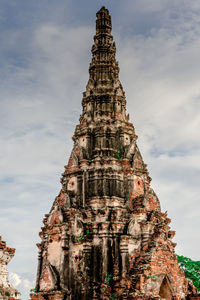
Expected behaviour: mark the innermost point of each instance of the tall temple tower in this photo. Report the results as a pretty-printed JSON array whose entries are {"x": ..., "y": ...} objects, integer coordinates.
[
  {"x": 7, "y": 290},
  {"x": 105, "y": 236}
]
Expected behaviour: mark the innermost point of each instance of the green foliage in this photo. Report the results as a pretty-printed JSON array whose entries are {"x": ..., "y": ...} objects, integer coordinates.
[
  {"x": 80, "y": 238},
  {"x": 191, "y": 269}
]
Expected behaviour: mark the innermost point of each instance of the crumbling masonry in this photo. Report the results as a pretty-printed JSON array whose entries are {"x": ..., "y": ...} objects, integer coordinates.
[
  {"x": 105, "y": 236},
  {"x": 7, "y": 291}
]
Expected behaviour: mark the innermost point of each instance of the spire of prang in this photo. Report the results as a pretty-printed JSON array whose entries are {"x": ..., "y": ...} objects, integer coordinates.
[{"x": 103, "y": 69}]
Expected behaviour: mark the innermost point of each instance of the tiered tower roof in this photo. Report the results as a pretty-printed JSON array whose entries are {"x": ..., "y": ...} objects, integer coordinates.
[{"x": 105, "y": 236}]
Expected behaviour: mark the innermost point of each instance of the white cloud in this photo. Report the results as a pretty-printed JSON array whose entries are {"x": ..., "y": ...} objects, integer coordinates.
[{"x": 41, "y": 103}]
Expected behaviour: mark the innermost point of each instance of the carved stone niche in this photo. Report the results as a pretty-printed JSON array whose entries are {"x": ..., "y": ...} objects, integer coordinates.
[
  {"x": 127, "y": 139},
  {"x": 134, "y": 230},
  {"x": 78, "y": 228},
  {"x": 72, "y": 186},
  {"x": 83, "y": 141}
]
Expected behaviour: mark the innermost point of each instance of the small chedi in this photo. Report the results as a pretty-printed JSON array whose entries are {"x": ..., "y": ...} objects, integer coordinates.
[
  {"x": 106, "y": 236},
  {"x": 7, "y": 291}
]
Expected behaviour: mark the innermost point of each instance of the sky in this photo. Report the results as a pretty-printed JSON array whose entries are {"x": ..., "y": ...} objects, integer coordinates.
[{"x": 44, "y": 59}]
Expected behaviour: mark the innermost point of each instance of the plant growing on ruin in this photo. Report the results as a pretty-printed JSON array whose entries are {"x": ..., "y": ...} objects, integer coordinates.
[{"x": 191, "y": 269}]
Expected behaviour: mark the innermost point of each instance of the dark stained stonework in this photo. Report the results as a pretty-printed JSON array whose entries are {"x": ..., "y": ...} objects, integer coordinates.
[{"x": 105, "y": 236}]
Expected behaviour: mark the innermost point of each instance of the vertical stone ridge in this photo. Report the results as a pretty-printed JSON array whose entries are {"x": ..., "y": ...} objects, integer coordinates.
[
  {"x": 105, "y": 236},
  {"x": 7, "y": 291},
  {"x": 103, "y": 68}
]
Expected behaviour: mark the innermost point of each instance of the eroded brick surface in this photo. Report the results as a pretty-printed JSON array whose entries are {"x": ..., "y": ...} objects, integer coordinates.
[
  {"x": 105, "y": 236},
  {"x": 7, "y": 291}
]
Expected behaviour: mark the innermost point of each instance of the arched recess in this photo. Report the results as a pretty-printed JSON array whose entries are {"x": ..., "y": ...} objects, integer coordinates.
[{"x": 165, "y": 289}]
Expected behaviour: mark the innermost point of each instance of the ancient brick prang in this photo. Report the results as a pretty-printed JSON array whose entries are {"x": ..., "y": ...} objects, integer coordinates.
[
  {"x": 105, "y": 236},
  {"x": 7, "y": 291}
]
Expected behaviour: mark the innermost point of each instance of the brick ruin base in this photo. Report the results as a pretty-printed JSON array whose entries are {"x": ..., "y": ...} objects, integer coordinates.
[{"x": 106, "y": 236}]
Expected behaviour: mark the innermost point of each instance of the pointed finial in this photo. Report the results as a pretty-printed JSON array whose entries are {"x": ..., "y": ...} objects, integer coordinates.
[{"x": 103, "y": 22}]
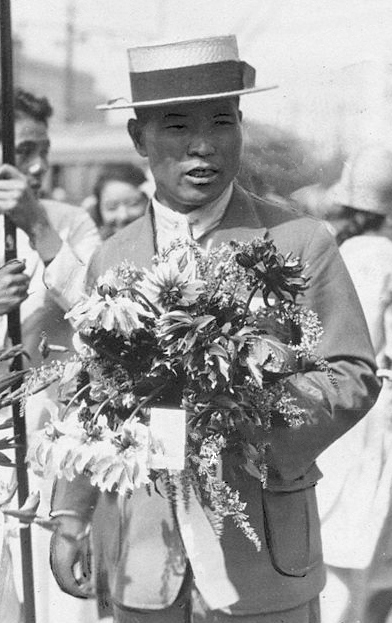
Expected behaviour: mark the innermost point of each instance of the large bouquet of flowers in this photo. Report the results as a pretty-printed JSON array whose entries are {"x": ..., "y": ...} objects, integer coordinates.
[{"x": 216, "y": 334}]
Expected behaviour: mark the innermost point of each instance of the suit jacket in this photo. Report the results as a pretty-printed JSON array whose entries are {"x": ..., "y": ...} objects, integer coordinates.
[{"x": 141, "y": 544}]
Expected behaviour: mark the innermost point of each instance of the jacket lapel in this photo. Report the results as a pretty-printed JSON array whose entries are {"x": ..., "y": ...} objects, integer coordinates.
[{"x": 240, "y": 221}]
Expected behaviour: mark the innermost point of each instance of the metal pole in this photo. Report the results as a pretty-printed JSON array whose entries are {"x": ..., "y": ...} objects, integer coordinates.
[{"x": 14, "y": 327}]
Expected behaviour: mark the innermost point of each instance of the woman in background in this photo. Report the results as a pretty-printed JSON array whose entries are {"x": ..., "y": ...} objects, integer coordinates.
[
  {"x": 354, "y": 497},
  {"x": 119, "y": 198}
]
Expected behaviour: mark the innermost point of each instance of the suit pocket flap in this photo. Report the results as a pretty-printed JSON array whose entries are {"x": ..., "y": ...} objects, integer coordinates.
[{"x": 287, "y": 524}]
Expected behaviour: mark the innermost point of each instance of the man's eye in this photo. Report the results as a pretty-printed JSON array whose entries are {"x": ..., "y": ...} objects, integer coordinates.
[
  {"x": 24, "y": 150},
  {"x": 223, "y": 122}
]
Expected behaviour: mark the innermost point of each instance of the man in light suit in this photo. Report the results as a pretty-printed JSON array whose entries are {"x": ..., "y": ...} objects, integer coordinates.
[{"x": 188, "y": 124}]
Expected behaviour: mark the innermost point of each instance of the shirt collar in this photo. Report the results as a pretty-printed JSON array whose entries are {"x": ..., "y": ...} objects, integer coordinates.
[{"x": 196, "y": 224}]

________________

--- WHAT TO WORK ON ---
Copy the listing in full and without alteration, omitting every picture.

--- WRITTEN SOLUTION ---
Expected behaviour: mark the innermost point of each instance of the tall temple tower in this photo. Report the results as a pretty-printed JSON array whose entries are {"x": ..., "y": ...} objects, integer coordinates.
[
  {"x": 7, "y": 290},
  {"x": 105, "y": 236}
]
Expected behaviour: mark the innermost point of each instance of the green foliage in this photo. Report the results as a pretty-printed JSON array whose entries are {"x": ..., "y": ...} objects, integer coordinates.
[
  {"x": 80, "y": 238},
  {"x": 191, "y": 269}
]
Expected behaviour: mark the innermost point of each instance of the crumbling masonry in this photo. Report the results as a pretty-printed JSON array whose entries are {"x": ..., "y": ...} objects, integer coordinates.
[
  {"x": 105, "y": 236},
  {"x": 7, "y": 291}
]
Expected behaviour: mark the innermost point of each instance of the spire of prang in this photo. Report the results as a pretty-printed JSON array whose entries are {"x": ..., "y": ...} objects, integer coordinates.
[{"x": 103, "y": 69}]
Expected behaviour: mark the innermost point of each instance of the tiered tower roof in this photo. Report the results as a pretty-printed JSON array whose entries are {"x": ..., "y": ...} objects, integer coordinates.
[{"x": 105, "y": 236}]
Expected behaviour: mark the innermost point of each instance of the white cloud in this photo. Report the results as a pretty-printed JSON array whose entries are {"x": ..., "y": ...} objects, integer coordinates.
[{"x": 41, "y": 103}]
Expected behaviour: mark the innermost point of each instance of the carved stone niche in this photo. Report the results as a pretty-printed JSON array whose entries are {"x": ..., "y": ...} objects, integer coordinates.
[
  {"x": 127, "y": 139},
  {"x": 134, "y": 230},
  {"x": 78, "y": 228},
  {"x": 72, "y": 186},
  {"x": 83, "y": 141}
]
Expected behaviour: mark the innermost point of each instance of the small chedi in this photo. Report the results as a pretty-printed JSON array whose entries are {"x": ..., "y": ...} objects, integer coordinates.
[
  {"x": 106, "y": 236},
  {"x": 7, "y": 291}
]
Expected behaviour: mark the innermost point of each instance of the sky in this photo. Report the results as a pretty-printed JSON array whose entries are {"x": ..., "y": ...} objects, integer coordinates.
[{"x": 44, "y": 59}]
Expected behaviour: mark the innermost point of each instance of the plant growing on ruin in this photo. Report the results as a pretty-printed JSON array whose entries are {"x": ..., "y": ...} objects, integer coordinates.
[{"x": 191, "y": 269}]
Expected behaviour: mark the innermost point of each instance of the dark stained stonework in this photo. Report the results as a pretty-printed JSON array whose entries are {"x": ..., "y": ...} objects, integer coordinates.
[{"x": 105, "y": 236}]
Expected behaviour: mark the innermost point of each instance of the vertical stone ridge in this photo. Report the results as a pretty-printed JSON array whose entries are {"x": ..., "y": ...} objects, integer coordinates.
[
  {"x": 105, "y": 236},
  {"x": 7, "y": 291},
  {"x": 103, "y": 68}
]
Expected behaviour: mark the innermost point of each instance of the eroded brick surface in this photo. Report the results as a pretty-printed JSON array whose entries are {"x": ..., "y": ...} objects, integer coordinates.
[
  {"x": 105, "y": 236},
  {"x": 7, "y": 291}
]
Expected behaviour: mark the innermost point of each instance of the arched recess in this photo. Report the results as a pretty-printed JSON array whose entries are {"x": ..., "y": ...} objects, integer coordinates.
[{"x": 165, "y": 289}]
Expected behaviour: mark the innermost point of each instance of the ancient brick prang in this photo. Report the results as a pretty-printed JSON array whose entries are {"x": ..., "y": ...} objects, integer coordinates.
[
  {"x": 105, "y": 236},
  {"x": 7, "y": 291}
]
Expected behaviour: mark the innermost point of each instance of the brick ruin base in this photo. Report the results as a pretty-printed JSON array whose entries are {"x": ..., "y": ...} objects, integer coordinates.
[{"x": 106, "y": 236}]
Expected behaviour: mark the innermost point of each instance of the pointed finial in this photo. Report the results as a pretty-printed JSON array whose entries are {"x": ..., "y": ...} objects, integer coordinates.
[{"x": 103, "y": 22}]
Expected behaviour: mark the innermost point of each instance of the large bouquet of flowers in this photo. Report the results as a pretty-printed JSON array whose entries are {"x": ..., "y": ...} objects, integer coordinates.
[{"x": 216, "y": 334}]
Expected behaviour: mark the innermost point of each instance of the suit jacket in this photo. Report the results as a pretty-printed JSON array whose entries are {"x": ..., "y": ...} objects, integer coordinates.
[{"x": 141, "y": 544}]
Expected behaviour: mark the innermost point of each instance of the jacket lapel in this photo. Report the results as a pretty-printed JSON array whose entries are {"x": ..., "y": ...} objects, integer coordinates.
[{"x": 240, "y": 221}]
Expected behaviour: mark the innermost point of each instance of the metal pole in this photo. Report the results as a pretty-printed JSON array whose entries are {"x": ..., "y": ...} objects, integer coordinates.
[{"x": 14, "y": 327}]
Expected behaviour: mark the innermost point of each instance of the woman in background in this photo. Report the results as a pretty-printed JSON array whose entries are {"x": ..., "y": ...} objects, integer coordinates.
[
  {"x": 354, "y": 497},
  {"x": 119, "y": 198}
]
Expected behaviour: mark the innermost point of each instance of the suit pocket flap in this photo. Report the results as a pretty-printed JSON array whose entries are {"x": ..., "y": ...} objects, integer coordinates.
[{"x": 287, "y": 524}]
Expected behaviour: mark the innermost point of each instance of the man's eye in this photo. Report the results as a pretty-printed JSON array whose entries are {"x": ..., "y": ...} objects, integer coordinates.
[
  {"x": 24, "y": 150},
  {"x": 223, "y": 122}
]
Expected behaviour: mark the innermost point of each instance of the man in light suit in this photo. Report the results as a pretty-printed JSON array whose entries are {"x": ..., "y": ...} objects, integer coordinates.
[{"x": 188, "y": 124}]
Expected behaviour: mark the innermost point of each instance of the shirt collar in this photo. Report the results as a pretty-printed JSON array whose entries are {"x": ..., "y": ...} objects, integer coordinates.
[{"x": 196, "y": 224}]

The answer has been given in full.